At 01:23 PM 11/24/97 -0800, you wrote:
>-----Original Message-----
>From: Carl Ellison <cme@cybercash.com>
>To: Paul Leyland <pcl@sable.ox.ac.uk>
>Cc: apb@iafrica.com <apb@iafrica.com>; spki@c2.net <spki@c2.net>
>Date: Monday, November 24, 1997 11:28 AM
>Subject: time resolution (was Re: six-page binary format draft)
>>There is no global spacetime.  It is not possible to synchronize clocks.
>>The closest we can come to that is with error limits, given our knowledge
>>the minimum and maximum delay in getting a time report.  If there were the
>>master atomic clock on the net that still doesn't give us sub-second
>>resolution of time setting.
>>On the other hand, we can be reasonably sure of getting clocks to agree +/-
>>30 seconds, so maybe 1 minute resolution of times would be appropriate.
>> - Carl
>Huh?  You are joking right?

───

### Task instructions
1. In the email on time resolution, why does Carl suggest that a one-minute resolution of times might be appropriate? Answer in one to three sentences.
2. Reproduce the stretch of the email on time resolution from "At 01:23 PM" through "to synchronize clocks.".

### Listing
───

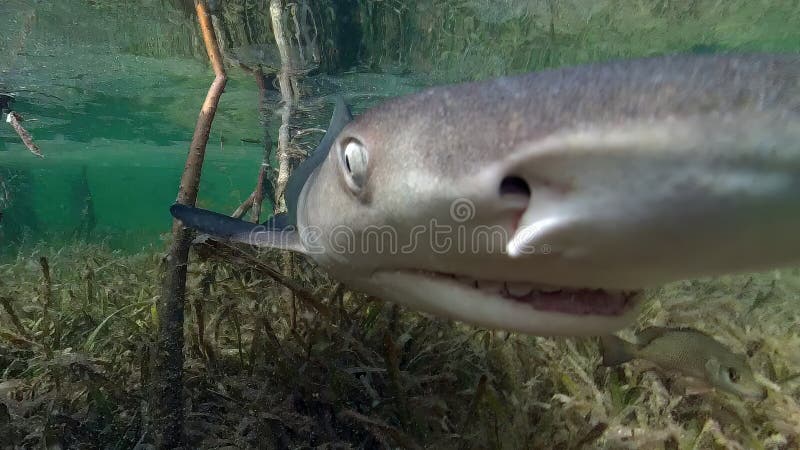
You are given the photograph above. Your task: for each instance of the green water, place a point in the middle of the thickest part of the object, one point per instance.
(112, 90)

───

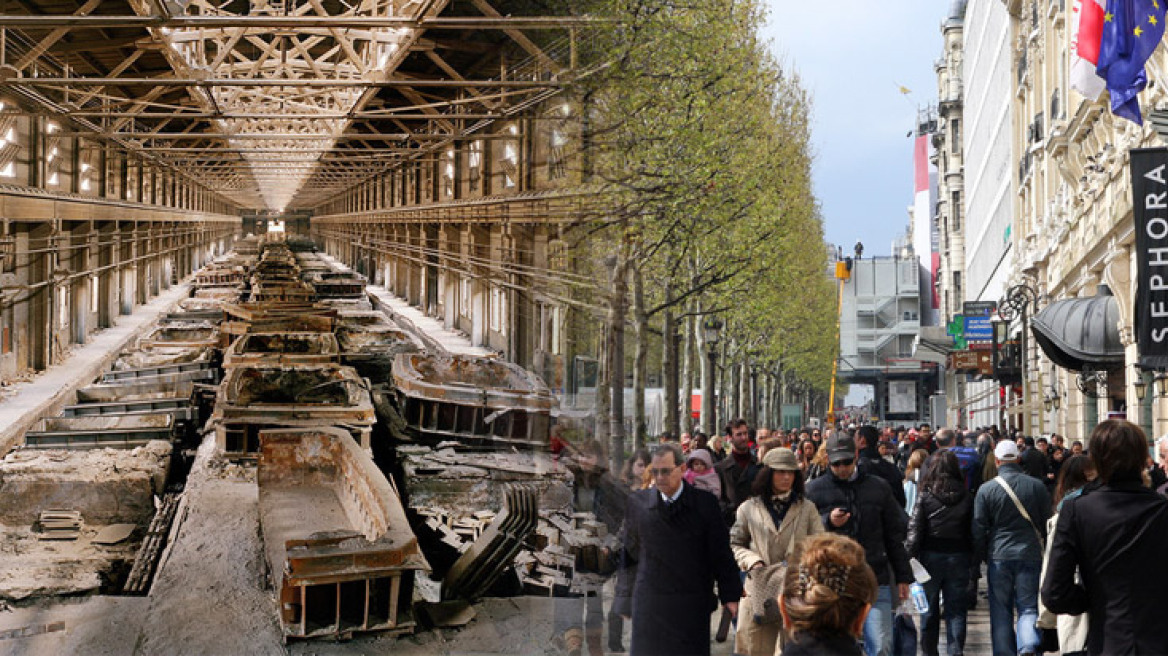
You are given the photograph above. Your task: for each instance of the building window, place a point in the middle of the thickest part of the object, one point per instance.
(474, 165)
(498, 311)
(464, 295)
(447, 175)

───

### Answers to the problems
1. Clocks cannot be perfectly synchronized, but they can reasonably be made to agree within plus or minus 30 seconds. A resolution of one minute therefore matches the agreement that can actually be achieved.

2.
At 01:23 PM 11/24/97 -0800, you wrote:
>-----Original Message-----
>From: Carl Ellison <cme@cybercash.com>
>To: Paul Leyland <pcl@sable.ox.ac.uk>
>Cc: apb@iafrica.com <apb@iafrica.com>; spki@c2.net <spki@c2.net>
>Date: Monday, November 24, 1997 11:28 AM
>Subject: time resolution (was Re: six-page binary format draft)
>>There is no global spacetime.  It is not possible to synchronize clocks.